* _TASK DETAILS_
In the piece on brand building below, where does a brand begin?

* _SOURCE EXTRACT_
##########
When a business starts, often the first step is the logo. This is completely natural. The logo is visible, tangible, exciting to design, and it seems like this gives you the “real” start.
And then someone comes along and says: “Get a nice logo made, choose colors, pick a font, and your brand is ready!”
But it doesn’t work that way.
A brand is much, much more than that. A brand doesn’t begin where design begins. A brand begins where connection is born. Where the customer or client first encounters you – whether on your website, in a store, or through a social media post.
A brand is what people feel about you. How you stay in their memory. How you treat them. The logo is just one part of this whole. But it’s not your heart, not your soul, and definitely not your engine.
Recently, I’ve been seeing more and more people who claim to be brand consultants. Which in itself isn’t a problem. The problem is that many of them have no idea what brand building actually is. They only see the surface – the logo, the colors, the visual appearance.
But brand building is much deeper than that. Now I’ll show you what it really is.
##########
(Object location annotation data)
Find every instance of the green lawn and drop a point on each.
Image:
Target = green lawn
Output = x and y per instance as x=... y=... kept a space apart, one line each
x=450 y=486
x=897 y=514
##########
* _EXERCISE OUTPUT_
A brand begins where connection is born, where the customer or client first encounters you.